### Data for analysis

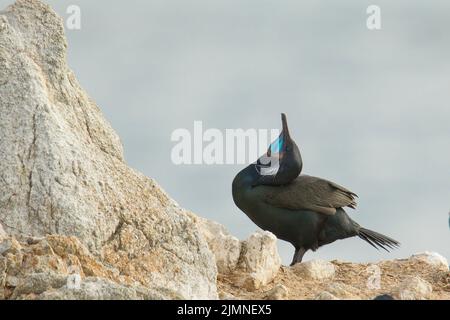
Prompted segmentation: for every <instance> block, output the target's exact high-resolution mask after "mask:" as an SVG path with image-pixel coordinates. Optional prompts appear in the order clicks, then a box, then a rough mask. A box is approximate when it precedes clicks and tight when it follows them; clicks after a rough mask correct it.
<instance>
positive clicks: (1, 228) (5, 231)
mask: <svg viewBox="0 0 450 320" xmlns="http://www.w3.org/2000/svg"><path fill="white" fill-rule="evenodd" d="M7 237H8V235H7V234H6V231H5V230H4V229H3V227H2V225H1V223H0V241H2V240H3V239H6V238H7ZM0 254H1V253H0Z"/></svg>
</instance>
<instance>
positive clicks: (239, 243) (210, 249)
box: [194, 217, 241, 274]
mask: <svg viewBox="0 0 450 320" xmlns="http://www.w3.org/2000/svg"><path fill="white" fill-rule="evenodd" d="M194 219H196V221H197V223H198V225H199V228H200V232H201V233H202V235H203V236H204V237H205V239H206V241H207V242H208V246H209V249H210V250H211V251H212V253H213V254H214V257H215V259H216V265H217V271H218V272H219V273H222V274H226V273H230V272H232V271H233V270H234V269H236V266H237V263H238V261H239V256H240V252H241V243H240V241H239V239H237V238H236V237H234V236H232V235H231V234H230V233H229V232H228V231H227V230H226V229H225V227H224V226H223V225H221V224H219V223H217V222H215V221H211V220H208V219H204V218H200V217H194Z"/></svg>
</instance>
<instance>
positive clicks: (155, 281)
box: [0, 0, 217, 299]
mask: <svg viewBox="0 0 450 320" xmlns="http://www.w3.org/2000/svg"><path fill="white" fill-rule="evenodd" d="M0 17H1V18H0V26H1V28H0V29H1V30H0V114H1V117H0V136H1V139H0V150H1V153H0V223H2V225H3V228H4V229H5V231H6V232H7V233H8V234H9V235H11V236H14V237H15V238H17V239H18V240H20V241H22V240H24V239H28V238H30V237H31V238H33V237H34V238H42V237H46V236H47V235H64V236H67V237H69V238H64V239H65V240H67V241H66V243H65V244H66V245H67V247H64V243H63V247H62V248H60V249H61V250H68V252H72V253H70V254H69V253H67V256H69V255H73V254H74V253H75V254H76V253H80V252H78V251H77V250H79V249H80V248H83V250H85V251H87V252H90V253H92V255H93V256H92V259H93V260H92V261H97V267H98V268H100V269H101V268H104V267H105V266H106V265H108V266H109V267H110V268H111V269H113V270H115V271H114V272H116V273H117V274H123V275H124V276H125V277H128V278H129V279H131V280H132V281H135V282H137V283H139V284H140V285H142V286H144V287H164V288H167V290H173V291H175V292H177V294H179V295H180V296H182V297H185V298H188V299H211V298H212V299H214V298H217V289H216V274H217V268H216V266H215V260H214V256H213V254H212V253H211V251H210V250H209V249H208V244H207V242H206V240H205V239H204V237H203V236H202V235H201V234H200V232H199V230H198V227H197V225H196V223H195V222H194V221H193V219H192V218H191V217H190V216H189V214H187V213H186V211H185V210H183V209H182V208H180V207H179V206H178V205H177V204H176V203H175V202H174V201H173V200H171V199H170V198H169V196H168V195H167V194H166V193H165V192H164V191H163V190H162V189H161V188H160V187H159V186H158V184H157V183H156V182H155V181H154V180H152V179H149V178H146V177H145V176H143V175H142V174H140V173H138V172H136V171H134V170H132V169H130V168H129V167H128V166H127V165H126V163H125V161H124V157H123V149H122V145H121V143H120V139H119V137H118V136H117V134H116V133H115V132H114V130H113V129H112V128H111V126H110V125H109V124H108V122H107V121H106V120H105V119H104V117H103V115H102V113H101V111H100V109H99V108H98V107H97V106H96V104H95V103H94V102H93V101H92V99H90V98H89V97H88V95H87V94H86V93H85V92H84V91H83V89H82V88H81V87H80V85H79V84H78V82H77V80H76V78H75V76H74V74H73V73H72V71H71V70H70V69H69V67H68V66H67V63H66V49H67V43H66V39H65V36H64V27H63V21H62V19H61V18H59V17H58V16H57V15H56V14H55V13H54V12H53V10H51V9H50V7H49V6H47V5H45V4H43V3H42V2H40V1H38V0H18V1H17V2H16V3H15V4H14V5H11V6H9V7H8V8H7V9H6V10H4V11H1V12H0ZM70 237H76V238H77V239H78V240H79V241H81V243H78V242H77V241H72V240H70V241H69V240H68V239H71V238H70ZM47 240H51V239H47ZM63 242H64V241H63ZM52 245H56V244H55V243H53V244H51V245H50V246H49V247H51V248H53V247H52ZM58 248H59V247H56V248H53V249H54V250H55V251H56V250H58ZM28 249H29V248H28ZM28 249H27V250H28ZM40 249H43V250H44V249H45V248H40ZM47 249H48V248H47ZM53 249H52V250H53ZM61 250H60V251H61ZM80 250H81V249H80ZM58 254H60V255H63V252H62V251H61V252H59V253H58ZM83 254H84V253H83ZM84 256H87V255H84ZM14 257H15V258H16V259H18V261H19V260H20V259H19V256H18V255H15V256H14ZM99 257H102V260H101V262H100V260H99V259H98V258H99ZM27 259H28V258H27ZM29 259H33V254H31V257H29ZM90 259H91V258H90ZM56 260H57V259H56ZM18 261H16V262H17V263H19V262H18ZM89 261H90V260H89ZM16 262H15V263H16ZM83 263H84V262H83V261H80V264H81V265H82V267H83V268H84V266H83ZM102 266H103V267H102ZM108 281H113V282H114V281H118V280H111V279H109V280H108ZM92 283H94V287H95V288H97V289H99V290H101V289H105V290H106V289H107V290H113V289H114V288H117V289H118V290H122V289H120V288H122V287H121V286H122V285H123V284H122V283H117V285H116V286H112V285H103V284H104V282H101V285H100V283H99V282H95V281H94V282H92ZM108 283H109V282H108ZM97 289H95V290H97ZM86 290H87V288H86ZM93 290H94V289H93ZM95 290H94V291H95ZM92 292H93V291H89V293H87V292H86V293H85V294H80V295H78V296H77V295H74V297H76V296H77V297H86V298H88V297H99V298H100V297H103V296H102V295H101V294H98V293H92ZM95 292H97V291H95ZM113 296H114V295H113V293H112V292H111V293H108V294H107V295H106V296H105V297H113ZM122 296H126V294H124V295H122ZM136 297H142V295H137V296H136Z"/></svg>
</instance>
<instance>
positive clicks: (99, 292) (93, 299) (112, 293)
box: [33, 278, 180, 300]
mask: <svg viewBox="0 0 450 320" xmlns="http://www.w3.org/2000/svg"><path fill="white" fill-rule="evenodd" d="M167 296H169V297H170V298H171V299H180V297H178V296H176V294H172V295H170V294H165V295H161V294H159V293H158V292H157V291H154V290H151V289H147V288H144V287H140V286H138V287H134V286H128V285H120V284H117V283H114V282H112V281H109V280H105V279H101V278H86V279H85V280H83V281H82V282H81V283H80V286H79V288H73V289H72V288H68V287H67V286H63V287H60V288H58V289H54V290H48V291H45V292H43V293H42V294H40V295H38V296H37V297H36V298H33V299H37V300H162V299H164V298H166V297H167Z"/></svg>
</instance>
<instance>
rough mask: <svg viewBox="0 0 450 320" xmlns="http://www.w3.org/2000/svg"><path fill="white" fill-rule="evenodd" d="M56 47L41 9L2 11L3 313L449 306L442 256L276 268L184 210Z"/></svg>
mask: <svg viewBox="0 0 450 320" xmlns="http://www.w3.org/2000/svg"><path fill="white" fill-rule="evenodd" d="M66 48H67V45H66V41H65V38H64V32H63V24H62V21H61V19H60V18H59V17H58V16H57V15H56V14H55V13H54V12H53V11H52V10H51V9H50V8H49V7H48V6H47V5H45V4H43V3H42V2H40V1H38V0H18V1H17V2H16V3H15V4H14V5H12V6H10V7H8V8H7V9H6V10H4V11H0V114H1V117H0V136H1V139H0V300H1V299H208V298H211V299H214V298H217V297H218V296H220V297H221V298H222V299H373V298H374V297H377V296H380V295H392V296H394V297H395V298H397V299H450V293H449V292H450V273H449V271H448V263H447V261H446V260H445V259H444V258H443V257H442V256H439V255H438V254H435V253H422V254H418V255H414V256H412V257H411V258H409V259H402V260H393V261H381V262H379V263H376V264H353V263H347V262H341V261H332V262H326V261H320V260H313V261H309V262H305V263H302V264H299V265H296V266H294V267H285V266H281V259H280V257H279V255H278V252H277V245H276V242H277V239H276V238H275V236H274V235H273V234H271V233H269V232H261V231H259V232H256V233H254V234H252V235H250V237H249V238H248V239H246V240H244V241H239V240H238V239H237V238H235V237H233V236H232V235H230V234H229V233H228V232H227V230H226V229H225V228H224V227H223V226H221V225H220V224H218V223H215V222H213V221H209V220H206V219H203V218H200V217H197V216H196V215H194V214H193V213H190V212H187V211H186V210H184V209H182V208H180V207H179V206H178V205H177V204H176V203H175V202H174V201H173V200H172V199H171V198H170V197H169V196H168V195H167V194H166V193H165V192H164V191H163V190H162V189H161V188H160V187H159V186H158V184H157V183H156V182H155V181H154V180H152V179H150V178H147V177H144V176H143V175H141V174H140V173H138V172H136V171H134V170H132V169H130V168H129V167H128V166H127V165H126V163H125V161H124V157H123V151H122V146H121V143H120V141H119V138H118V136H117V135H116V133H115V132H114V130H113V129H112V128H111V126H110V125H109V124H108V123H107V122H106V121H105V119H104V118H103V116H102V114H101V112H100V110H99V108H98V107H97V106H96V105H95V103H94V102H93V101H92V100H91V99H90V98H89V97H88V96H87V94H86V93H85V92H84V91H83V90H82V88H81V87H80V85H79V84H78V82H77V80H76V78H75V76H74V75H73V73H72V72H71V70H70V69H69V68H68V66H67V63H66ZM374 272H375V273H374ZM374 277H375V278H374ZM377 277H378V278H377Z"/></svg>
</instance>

######

- **The task**: Starting at the top of the listing above, please restate word for word each line up to and including the one that holds "positive clicks: (155, 281)", omitting every image.

- **Written answer**:
Prompted segmentation: for every <instance> block, output the target's exact high-resolution mask after "mask:" as an SVG path with image-pixel coordinates. Optional prompts appear in the order clicks, then a box, then a rough mask. A box is approximate when it precedes clicks and tight when it follows them; clicks after a rough mask correct it.
<instance>
positive clicks: (1, 228) (5, 231)
mask: <svg viewBox="0 0 450 320" xmlns="http://www.w3.org/2000/svg"><path fill="white" fill-rule="evenodd" d="M7 237H8V235H7V234H6V231H5V230H4V229H3V227H2V225H1V223H0V241H2V240H3V239H6V238H7ZM0 254H1V253H0Z"/></svg>
</instance>
<instance>
positive clicks: (239, 243) (210, 249)
box: [194, 217, 241, 274]
mask: <svg viewBox="0 0 450 320" xmlns="http://www.w3.org/2000/svg"><path fill="white" fill-rule="evenodd" d="M194 219H196V221H197V223H198V225H199V228H200V232H201V233H202V235H203V236H204V237H205V239H206V241H207V242H208V246H209V249H210V250H211V251H212V253H213V254H214V257H215V259H216V265H217V271H218V272H219V273H222V274H226V273H230V272H232V271H233V270H234V269H236V266H237V263H238V261H239V256H240V252H241V243H240V241H239V239H237V238H236V237H234V236H232V235H231V234H230V233H229V232H228V231H227V230H226V229H225V227H224V226H223V225H221V224H219V223H217V222H215V221H211V220H208V219H204V218H200V217H194Z"/></svg>
</instance>
<instance>
positive clicks: (155, 281)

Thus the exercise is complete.